• WORK TO COMPLETE:
Output the line containing "class is: out-of-focus" and each line after it through the end of the data, exactly as written, with pictures left out.

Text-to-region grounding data

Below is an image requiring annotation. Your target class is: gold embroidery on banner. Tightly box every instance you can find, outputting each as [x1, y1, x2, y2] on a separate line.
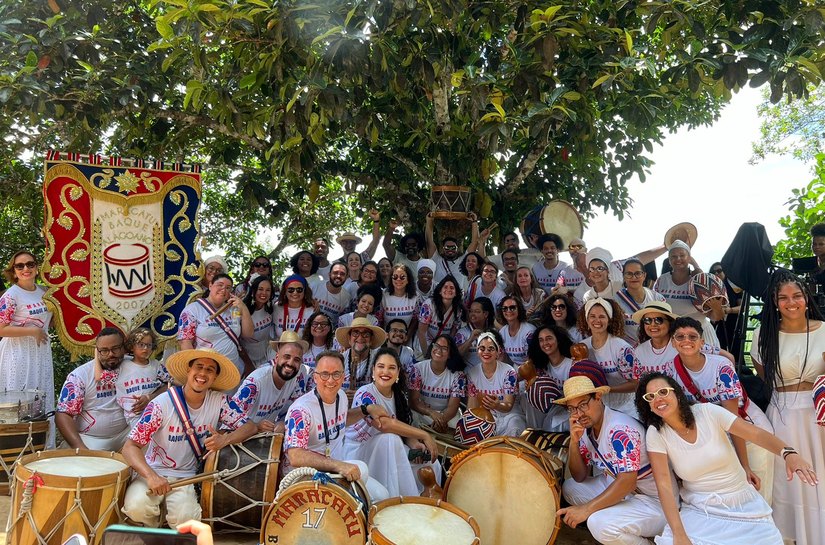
[114, 170, 140, 193]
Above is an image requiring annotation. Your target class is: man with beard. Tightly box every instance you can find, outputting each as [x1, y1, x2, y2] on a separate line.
[486, 231, 541, 270]
[121, 349, 254, 528]
[335, 317, 387, 396]
[424, 212, 482, 284]
[554, 376, 668, 545]
[532, 233, 568, 294]
[384, 318, 417, 379]
[383, 220, 425, 281]
[225, 331, 312, 436]
[56, 327, 131, 450]
[284, 350, 391, 501]
[313, 237, 332, 281]
[498, 248, 520, 292]
[311, 262, 351, 325]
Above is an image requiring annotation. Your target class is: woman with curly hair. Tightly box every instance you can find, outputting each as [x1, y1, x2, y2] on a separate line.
[579, 297, 640, 416]
[458, 251, 484, 292]
[417, 275, 466, 352]
[455, 296, 496, 367]
[534, 291, 583, 342]
[272, 274, 315, 337]
[301, 311, 333, 369]
[382, 264, 418, 330]
[636, 372, 816, 545]
[345, 348, 440, 496]
[751, 269, 825, 544]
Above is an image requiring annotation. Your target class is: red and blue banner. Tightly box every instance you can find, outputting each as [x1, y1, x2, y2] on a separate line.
[42, 151, 203, 357]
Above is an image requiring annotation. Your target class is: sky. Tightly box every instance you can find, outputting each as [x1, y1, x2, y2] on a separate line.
[252, 86, 814, 271]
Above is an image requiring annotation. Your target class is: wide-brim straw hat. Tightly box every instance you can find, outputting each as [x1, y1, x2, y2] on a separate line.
[553, 376, 610, 406]
[166, 348, 240, 392]
[664, 222, 698, 249]
[631, 301, 680, 325]
[335, 317, 387, 349]
[336, 232, 363, 245]
[269, 330, 310, 353]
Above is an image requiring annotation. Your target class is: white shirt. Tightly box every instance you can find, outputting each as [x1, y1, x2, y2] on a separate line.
[382, 292, 418, 326]
[532, 260, 568, 294]
[614, 288, 665, 347]
[499, 322, 536, 366]
[178, 300, 244, 373]
[115, 357, 171, 425]
[466, 362, 518, 420]
[411, 359, 467, 412]
[346, 382, 396, 444]
[57, 360, 128, 438]
[242, 307, 275, 366]
[653, 272, 705, 321]
[464, 277, 506, 309]
[283, 389, 348, 473]
[434, 252, 467, 284]
[226, 363, 311, 426]
[311, 282, 352, 325]
[272, 304, 311, 337]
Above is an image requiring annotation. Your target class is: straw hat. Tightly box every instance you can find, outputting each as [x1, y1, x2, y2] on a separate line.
[631, 301, 680, 325]
[335, 317, 387, 349]
[664, 222, 697, 249]
[166, 349, 240, 392]
[553, 376, 610, 406]
[336, 232, 363, 245]
[269, 330, 310, 353]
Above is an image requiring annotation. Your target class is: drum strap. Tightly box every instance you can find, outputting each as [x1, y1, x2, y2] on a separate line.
[435, 307, 456, 338]
[315, 389, 341, 457]
[616, 288, 643, 315]
[586, 429, 653, 484]
[168, 386, 205, 459]
[673, 355, 750, 420]
[197, 298, 244, 350]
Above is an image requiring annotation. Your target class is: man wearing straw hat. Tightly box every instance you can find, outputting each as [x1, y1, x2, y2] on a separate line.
[225, 331, 312, 437]
[554, 376, 668, 545]
[121, 348, 254, 528]
[334, 209, 382, 262]
[335, 316, 387, 394]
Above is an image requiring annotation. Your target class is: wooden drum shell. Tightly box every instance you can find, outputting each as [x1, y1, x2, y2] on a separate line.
[368, 496, 480, 545]
[0, 420, 49, 494]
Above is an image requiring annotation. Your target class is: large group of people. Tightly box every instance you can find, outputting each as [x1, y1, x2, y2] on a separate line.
[0, 216, 823, 545]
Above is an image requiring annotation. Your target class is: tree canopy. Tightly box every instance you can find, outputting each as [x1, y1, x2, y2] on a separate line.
[1, 0, 824, 258]
[751, 82, 825, 165]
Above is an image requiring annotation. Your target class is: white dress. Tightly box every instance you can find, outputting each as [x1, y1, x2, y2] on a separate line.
[647, 403, 782, 545]
[751, 324, 825, 545]
[582, 335, 640, 417]
[0, 284, 55, 445]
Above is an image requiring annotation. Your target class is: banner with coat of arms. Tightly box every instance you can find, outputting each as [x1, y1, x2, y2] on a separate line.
[42, 151, 203, 358]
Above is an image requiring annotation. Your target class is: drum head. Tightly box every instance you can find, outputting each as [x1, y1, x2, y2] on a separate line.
[444, 438, 560, 545]
[261, 480, 366, 545]
[520, 201, 583, 250]
[370, 497, 480, 545]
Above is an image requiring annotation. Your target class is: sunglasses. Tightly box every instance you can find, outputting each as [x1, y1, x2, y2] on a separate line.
[501, 305, 518, 312]
[252, 261, 270, 268]
[13, 261, 37, 270]
[550, 304, 566, 311]
[286, 287, 305, 294]
[391, 275, 407, 280]
[642, 387, 675, 402]
[641, 316, 666, 325]
[568, 244, 584, 251]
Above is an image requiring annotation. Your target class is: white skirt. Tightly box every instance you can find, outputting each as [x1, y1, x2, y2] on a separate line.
[345, 433, 441, 498]
[655, 486, 782, 545]
[766, 391, 825, 545]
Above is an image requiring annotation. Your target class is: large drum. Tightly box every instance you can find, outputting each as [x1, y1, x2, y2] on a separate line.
[443, 437, 561, 545]
[7, 449, 130, 545]
[520, 428, 570, 481]
[520, 200, 583, 248]
[261, 470, 369, 545]
[200, 432, 283, 532]
[431, 186, 472, 220]
[368, 496, 480, 545]
[0, 389, 48, 494]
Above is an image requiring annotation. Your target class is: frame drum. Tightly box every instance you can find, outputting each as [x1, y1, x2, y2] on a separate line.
[261, 473, 368, 545]
[200, 432, 283, 532]
[520, 201, 583, 249]
[368, 496, 480, 545]
[443, 437, 561, 545]
[8, 449, 130, 545]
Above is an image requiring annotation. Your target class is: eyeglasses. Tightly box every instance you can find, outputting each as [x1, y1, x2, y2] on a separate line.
[389, 328, 407, 335]
[286, 287, 305, 294]
[550, 304, 566, 311]
[566, 397, 593, 414]
[641, 316, 666, 325]
[568, 244, 584, 251]
[351, 330, 372, 338]
[252, 261, 270, 268]
[673, 333, 701, 342]
[135, 342, 154, 350]
[501, 305, 518, 312]
[97, 345, 124, 356]
[623, 271, 644, 278]
[642, 387, 675, 402]
[477, 345, 498, 353]
[391, 275, 407, 280]
[710, 268, 723, 274]
[13, 261, 37, 270]
[588, 266, 608, 273]
[431, 344, 449, 353]
[315, 371, 344, 381]
[444, 245, 458, 251]
[311, 322, 331, 329]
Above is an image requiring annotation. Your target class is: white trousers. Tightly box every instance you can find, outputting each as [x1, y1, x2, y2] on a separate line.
[348, 434, 441, 497]
[563, 474, 666, 545]
[58, 427, 130, 452]
[122, 475, 201, 528]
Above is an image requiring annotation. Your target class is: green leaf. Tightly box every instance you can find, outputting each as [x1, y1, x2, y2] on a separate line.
[591, 74, 611, 88]
[25, 50, 37, 67]
[239, 72, 257, 89]
[156, 18, 174, 39]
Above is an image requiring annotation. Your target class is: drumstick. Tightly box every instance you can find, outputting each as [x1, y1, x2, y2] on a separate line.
[208, 291, 245, 320]
[486, 222, 498, 232]
[145, 469, 228, 496]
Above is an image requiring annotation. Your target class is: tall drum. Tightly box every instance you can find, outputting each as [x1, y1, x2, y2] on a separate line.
[443, 437, 561, 545]
[200, 432, 283, 532]
[0, 389, 48, 494]
[7, 449, 130, 545]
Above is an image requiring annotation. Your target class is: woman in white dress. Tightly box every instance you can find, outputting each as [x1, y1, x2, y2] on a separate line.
[409, 334, 467, 432]
[751, 270, 825, 545]
[272, 274, 315, 337]
[241, 275, 276, 367]
[497, 295, 536, 367]
[0, 251, 54, 443]
[578, 297, 640, 417]
[466, 331, 526, 437]
[346, 348, 439, 497]
[636, 372, 817, 545]
[300, 311, 333, 369]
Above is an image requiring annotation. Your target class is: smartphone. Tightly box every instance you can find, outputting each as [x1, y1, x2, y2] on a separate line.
[102, 525, 197, 545]
[63, 535, 88, 545]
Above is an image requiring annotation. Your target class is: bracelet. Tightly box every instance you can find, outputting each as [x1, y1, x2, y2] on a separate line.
[360, 404, 370, 416]
[781, 447, 797, 460]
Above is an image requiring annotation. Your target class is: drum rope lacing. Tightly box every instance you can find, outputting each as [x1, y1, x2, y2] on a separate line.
[276, 467, 365, 514]
[0, 421, 44, 481]
[446, 436, 560, 478]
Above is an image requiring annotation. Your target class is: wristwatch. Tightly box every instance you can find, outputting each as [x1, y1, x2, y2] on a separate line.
[360, 404, 370, 416]
[780, 446, 797, 459]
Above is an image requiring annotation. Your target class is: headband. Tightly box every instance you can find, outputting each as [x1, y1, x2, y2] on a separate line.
[283, 274, 308, 288]
[477, 332, 500, 351]
[667, 240, 691, 254]
[584, 297, 613, 319]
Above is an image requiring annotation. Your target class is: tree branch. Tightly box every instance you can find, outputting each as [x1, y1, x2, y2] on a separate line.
[502, 131, 550, 197]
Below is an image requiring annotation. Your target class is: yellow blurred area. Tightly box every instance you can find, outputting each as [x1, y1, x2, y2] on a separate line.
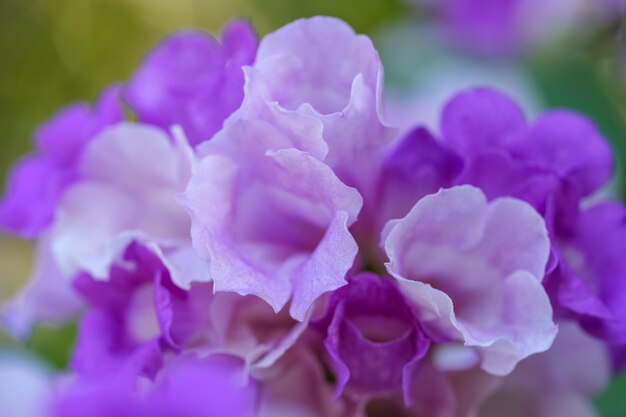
[0, 237, 32, 328]
[0, 237, 32, 343]
[0, 237, 32, 297]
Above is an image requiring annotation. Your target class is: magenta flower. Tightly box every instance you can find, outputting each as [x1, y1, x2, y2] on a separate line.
[316, 273, 430, 402]
[125, 20, 258, 146]
[53, 354, 258, 417]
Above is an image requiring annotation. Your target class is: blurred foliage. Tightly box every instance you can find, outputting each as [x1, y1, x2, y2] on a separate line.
[0, 323, 76, 369]
[595, 371, 626, 417]
[0, 0, 625, 414]
[26, 323, 77, 370]
[529, 23, 626, 197]
[0, 237, 33, 299]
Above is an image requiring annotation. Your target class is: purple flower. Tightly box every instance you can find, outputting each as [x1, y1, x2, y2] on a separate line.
[441, 88, 613, 202]
[68, 240, 308, 378]
[4, 122, 203, 336]
[384, 186, 556, 375]
[125, 20, 258, 146]
[48, 122, 193, 280]
[0, 87, 123, 237]
[54, 347, 353, 417]
[250, 17, 380, 117]
[246, 16, 395, 200]
[70, 243, 166, 379]
[368, 126, 464, 245]
[442, 89, 611, 236]
[550, 202, 626, 363]
[180, 113, 363, 321]
[316, 273, 430, 402]
[53, 354, 258, 417]
[432, 0, 524, 55]
[438, 88, 626, 356]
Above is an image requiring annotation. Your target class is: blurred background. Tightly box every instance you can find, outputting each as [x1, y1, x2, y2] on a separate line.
[0, 0, 625, 414]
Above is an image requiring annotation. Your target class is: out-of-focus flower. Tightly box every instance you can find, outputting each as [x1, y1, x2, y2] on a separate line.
[478, 322, 610, 417]
[49, 123, 194, 280]
[3, 122, 204, 337]
[0, 352, 53, 417]
[53, 347, 355, 417]
[416, 0, 625, 56]
[125, 20, 258, 146]
[53, 353, 258, 417]
[4, 236, 84, 338]
[552, 202, 626, 370]
[0, 87, 123, 238]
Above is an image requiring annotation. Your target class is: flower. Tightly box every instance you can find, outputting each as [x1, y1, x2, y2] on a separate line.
[417, 0, 625, 56]
[438, 88, 624, 354]
[125, 20, 258, 146]
[180, 108, 363, 321]
[53, 353, 257, 417]
[552, 202, 626, 368]
[315, 273, 430, 402]
[2, 15, 624, 417]
[49, 122, 193, 280]
[245, 16, 394, 201]
[384, 185, 556, 375]
[0, 87, 123, 238]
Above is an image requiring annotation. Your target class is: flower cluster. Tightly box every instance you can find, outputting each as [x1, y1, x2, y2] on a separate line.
[1, 17, 624, 417]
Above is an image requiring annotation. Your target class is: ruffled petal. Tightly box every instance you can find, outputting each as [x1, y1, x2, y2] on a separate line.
[246, 16, 394, 200]
[384, 185, 556, 375]
[181, 146, 362, 320]
[317, 273, 429, 401]
[50, 123, 192, 279]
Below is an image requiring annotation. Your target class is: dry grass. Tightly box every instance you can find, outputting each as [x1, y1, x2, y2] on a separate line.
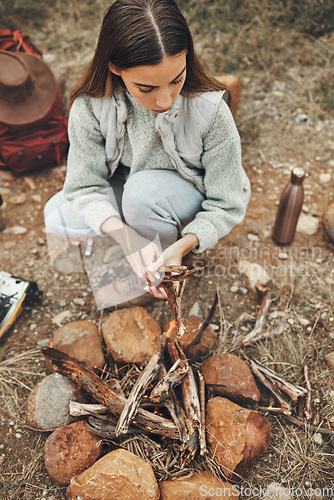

• SOLVED PROBLEM:
Above is an image requiring annotation. Your target class is: out-of-focus flower. Tightly box every instance you can find, outputting each as [x1, y1, x2, y2] on a separate line.
[478, 322, 610, 417]
[49, 123, 194, 280]
[3, 122, 204, 337]
[0, 352, 53, 417]
[53, 347, 355, 417]
[416, 0, 625, 56]
[125, 20, 258, 146]
[53, 353, 258, 417]
[4, 236, 84, 338]
[552, 202, 626, 370]
[0, 87, 123, 238]
Above is an image requiring annotation. Your target class is: flower. Tightly box every instance you can find, outputting each as [x1, y1, x2, y2] on a separate line.
[417, 0, 625, 56]
[438, 88, 624, 354]
[125, 20, 258, 146]
[180, 108, 363, 321]
[53, 353, 257, 417]
[552, 202, 626, 368]
[315, 273, 430, 402]
[2, 15, 624, 417]
[49, 122, 193, 280]
[245, 16, 394, 201]
[384, 185, 556, 375]
[0, 87, 123, 238]
Above is an image requiring annotation. Your target class is: flower cluster. Tightly box every instance you can find, outputting each as [x1, y1, x2, y2] on a separate line.
[1, 17, 624, 417]
Above is an image requiring annotation. Your target class is: ruffled petal. Tightly box every instance you can find, outputting each as [x1, y1, x2, y2] on a separate line.
[246, 16, 394, 200]
[384, 185, 556, 375]
[181, 146, 362, 320]
[317, 273, 429, 401]
[50, 123, 192, 279]
Below is an image requiring annotation. Your target class is: dry grass. Tightly box every instance you can find, outputting each as [x1, y1, x2, y2] on a separate line.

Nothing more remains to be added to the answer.